WHAT NEEDS TO BE DONE – The data below needs to be returned exactly, line for line.

Records contained in a dataset
========================

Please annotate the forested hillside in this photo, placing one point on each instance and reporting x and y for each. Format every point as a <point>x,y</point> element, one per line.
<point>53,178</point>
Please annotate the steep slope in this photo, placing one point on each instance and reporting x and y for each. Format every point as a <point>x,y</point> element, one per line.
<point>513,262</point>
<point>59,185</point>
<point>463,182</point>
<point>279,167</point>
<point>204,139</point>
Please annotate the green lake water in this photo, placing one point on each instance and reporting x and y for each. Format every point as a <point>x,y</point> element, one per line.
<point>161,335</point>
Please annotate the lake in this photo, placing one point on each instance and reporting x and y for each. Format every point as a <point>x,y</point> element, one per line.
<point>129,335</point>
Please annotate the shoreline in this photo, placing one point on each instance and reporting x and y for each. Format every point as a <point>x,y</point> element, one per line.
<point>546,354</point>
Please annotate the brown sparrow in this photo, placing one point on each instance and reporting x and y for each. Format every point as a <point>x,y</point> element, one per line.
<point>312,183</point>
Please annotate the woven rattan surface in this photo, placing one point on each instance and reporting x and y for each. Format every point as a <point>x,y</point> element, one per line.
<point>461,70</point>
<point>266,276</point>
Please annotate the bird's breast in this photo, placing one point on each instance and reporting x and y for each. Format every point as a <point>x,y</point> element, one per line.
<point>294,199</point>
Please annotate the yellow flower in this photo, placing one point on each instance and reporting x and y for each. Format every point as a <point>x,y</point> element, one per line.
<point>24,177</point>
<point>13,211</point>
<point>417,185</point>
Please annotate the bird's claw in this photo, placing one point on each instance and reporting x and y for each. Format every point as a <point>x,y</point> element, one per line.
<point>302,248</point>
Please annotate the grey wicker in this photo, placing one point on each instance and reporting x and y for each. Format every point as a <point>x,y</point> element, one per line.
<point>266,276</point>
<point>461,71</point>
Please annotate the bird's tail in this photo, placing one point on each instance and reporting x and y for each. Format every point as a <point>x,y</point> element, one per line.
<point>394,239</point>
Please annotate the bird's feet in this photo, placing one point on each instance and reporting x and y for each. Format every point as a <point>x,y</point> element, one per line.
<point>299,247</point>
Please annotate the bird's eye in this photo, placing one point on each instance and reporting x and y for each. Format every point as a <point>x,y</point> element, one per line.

========================

RESPONSE BELOW –
Please annotate the forested hillside in this photo, placing one point on each instance and reporting x and y for each. Format every point as a <point>x,y</point> element, one per line.
<point>53,178</point>
Please annotate the steep slope in this photo, placing one point on each instance and reporting x and y for each. Format every point as a <point>x,y</point> element, one per line.
<point>513,262</point>
<point>59,185</point>
<point>463,182</point>
<point>279,167</point>
<point>204,139</point>
Please annotate the green lake water in this photo, placing one point on each instance and reporting x and y for each. Format every point as a <point>x,y</point> element, one per line.
<point>161,335</point>
Please annotate the lake in this photo, placing one point on each instance and reporting x and y for each. Format every point as a <point>x,y</point> element, one per line.
<point>129,335</point>
Please annotate the shoreline in this photo, placing one point on each instance and reporting x and y for each. Format every point as a <point>x,y</point> element, one per line.
<point>546,354</point>
Please annotate the brown sparrow in this photo, placing one point on each instance and reporting x and y for each. Format every point as a <point>x,y</point> element, one per line.
<point>312,183</point>
Please annotate the woven rattan surface in this photo, placing one point on each instance and reporting x and y for each. Format every point as a <point>x,y</point> element, one per line.
<point>461,70</point>
<point>266,276</point>
Please annotate the bird's breast in this photo, placing one point on each instance and reporting x and y for each. Format every point as a <point>x,y</point> element, one per line.
<point>294,199</point>
Please annotate the yellow flower in this photo, placing one point on each instance and reporting x and y for each. Format every point as a <point>x,y</point> element, one per line.
<point>24,177</point>
<point>13,211</point>
<point>417,185</point>
Please annotate the bird's claw in this photo, placing one point on each instance and reporting x and y for each. Format every point as a <point>x,y</point> element, one per line.
<point>302,248</point>
Please annotate the grey wicker in this photo, placing one point on each instance and reporting x and y for each. Format every point as a <point>x,y</point> element, one per line.
<point>266,276</point>
<point>461,71</point>
Please annotate the bird's tail in this photo, placing one point on each instance and reporting x and y for each. Format every point as a <point>x,y</point> element, one per line.
<point>394,239</point>
Please annotate the bird's feet in this photo, placing one point on each instance and reporting x and y for each. Format every point as a <point>x,y</point> element, one per line.
<point>299,247</point>
Please annotate the bird's eye in this photo, placing one point on each instance and reporting x and y for each. Format every point as a <point>x,y</point> element, one per line.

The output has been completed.